--- TESTO DI LETTURA ---

Il secondo testo, più breve, Una storia milanese narra di uno scampato suicidio. Da leggere tutto d’un fiato. Definito da Sergio Grmek Germani, presidente del Festival Internazionale del Cinema e delle Arti I Mille Occhi di Trieste, «completo e perfetto». Le tematiche sottese, pur se sviluppate secondo canoni neorealisti dell’epoca, possiedono un respiro universale; come tutti ben sappiamo i soldi sono salvezza e dannazione, necessità, schiavitù, generoso impulso o grettezza e fonte di sfruttamento.

--- ESTRATTO DATI ---

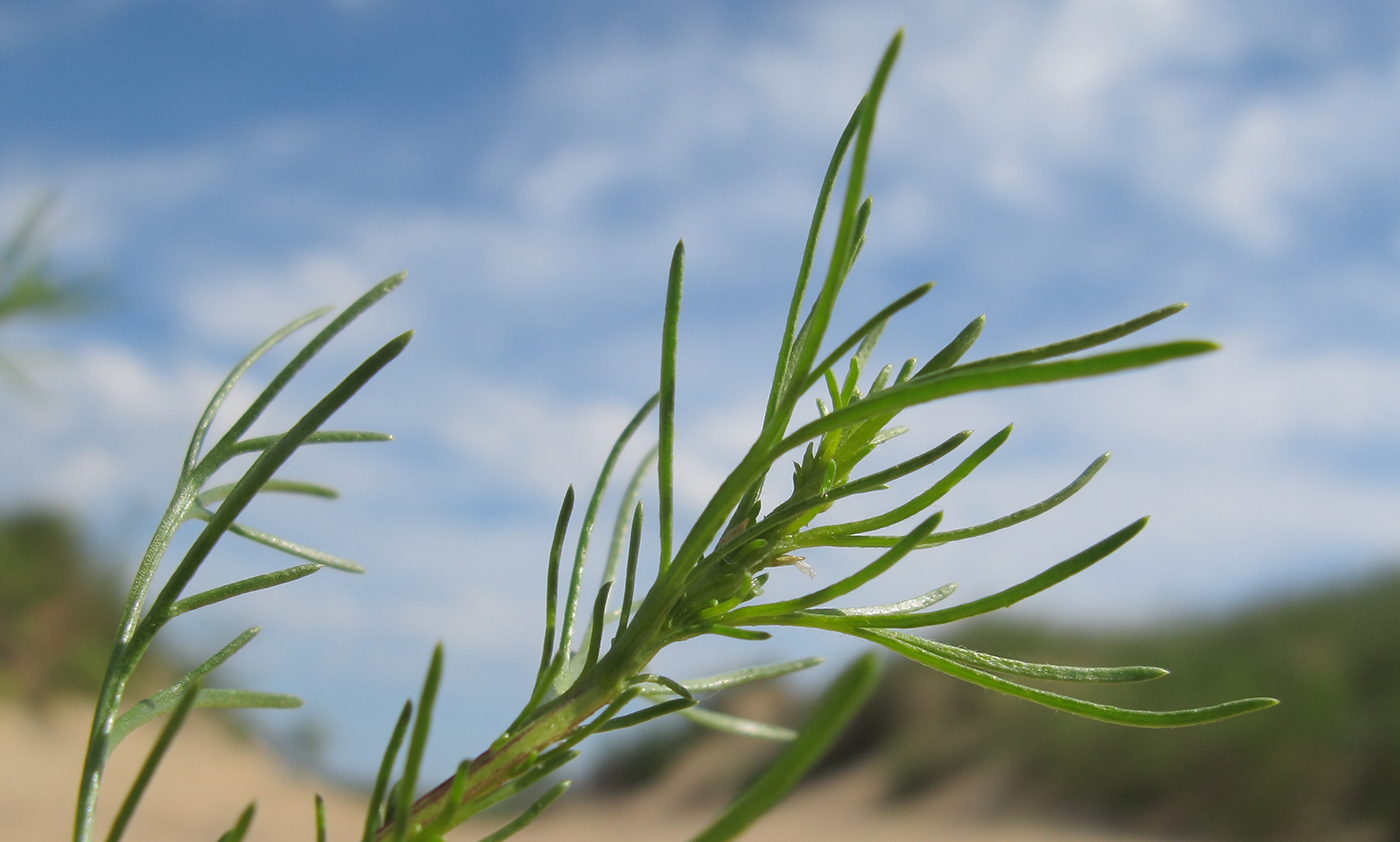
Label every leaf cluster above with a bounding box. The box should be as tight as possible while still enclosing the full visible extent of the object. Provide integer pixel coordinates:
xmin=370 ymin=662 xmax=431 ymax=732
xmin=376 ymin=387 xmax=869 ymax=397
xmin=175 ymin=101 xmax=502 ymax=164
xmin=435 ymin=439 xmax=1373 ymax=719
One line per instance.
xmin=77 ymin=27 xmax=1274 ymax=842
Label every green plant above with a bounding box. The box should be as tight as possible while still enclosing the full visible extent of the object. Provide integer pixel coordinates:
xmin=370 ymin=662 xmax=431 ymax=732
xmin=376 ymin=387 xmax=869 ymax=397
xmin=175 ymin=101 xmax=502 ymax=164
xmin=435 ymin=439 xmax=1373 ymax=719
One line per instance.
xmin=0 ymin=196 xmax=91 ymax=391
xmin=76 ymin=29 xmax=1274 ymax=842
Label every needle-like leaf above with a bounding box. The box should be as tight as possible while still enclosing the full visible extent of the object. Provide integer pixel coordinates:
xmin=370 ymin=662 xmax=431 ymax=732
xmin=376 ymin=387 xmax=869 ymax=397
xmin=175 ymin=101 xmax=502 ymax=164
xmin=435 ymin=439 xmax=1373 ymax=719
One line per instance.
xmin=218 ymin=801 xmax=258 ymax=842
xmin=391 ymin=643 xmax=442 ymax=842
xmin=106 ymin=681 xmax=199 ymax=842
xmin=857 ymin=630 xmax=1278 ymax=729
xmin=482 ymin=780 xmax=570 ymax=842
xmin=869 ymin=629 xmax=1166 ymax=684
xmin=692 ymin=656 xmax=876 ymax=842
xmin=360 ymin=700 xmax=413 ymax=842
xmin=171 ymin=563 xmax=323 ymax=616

---

(COMPITI):
(A) Nel brano su Una storia milanese, chi definisce il testo «completo e perfetto»?
(B) Scambia "suicidio" con "fallimento" e riscrivi il brano su Una storia milanese, tutto da "Il secondo testo, più" giù fino a "fonte di sfruttamento.".
(C) Prosegui il brano su Una storia milanese, ripartendo dopo la sua ultima frase.

(RISPOSTE):
(A) Sergio Grmek Germani, presidente del Festival Internazionale del Cinema e delle Arti I Mille Occhi di Trieste.

(B)
Il secondo testo, più breve, Una storia milanese narra di uno scampato fallimento. Da leggere tutto d’un fiato. Definito da Sergio Grmek Germani, presidente del Festival Internazionale del Cinema e delle Arti I Mille Occhi di Trieste, «completo e perfetto». Le tematiche sottese, pur se sviluppate secondo canoni neorealisti dell’epoca, possiedono un respiro universale; come tutti ben sappiamo i soldi sono salvezza e dannazione, necessità, schiavitù, generoso impulso o grettezza e fonte di sfruttamento.

(C)
Il tema del mondo negato è una cifra dell’indagine sociopsicologica di Marina Silverstri, costituisce una delle chiavi di lettura delle sue opere. Ricordo qui, in chiusura, il documentato saggio Lassù nella Trieste asburgica. La questione dei regnicoli e l’identità rimossa (LEG, Gorizia 2017), dove l’identità rimossa è un dato storico ma pure rimozione di ogni figura umana perdente; in Ambraverde (Palombi, Roma 2013), romanzo giocato tra storia privata e grande Storia che si intrecciano, nuovamente vengono negate le ragioni del cuore contrapposte allo status sociale ed ai pregiudizi di casta nobiliari; così in un saggio sulla donna triestina intitolato Il mito infranto; donne, ancora e sempre donne, dunque, portatrici di una grande luce. Proprio come gli occhi di cielo di Linuccia.

 

 

Marina Silvestri

(a cura di)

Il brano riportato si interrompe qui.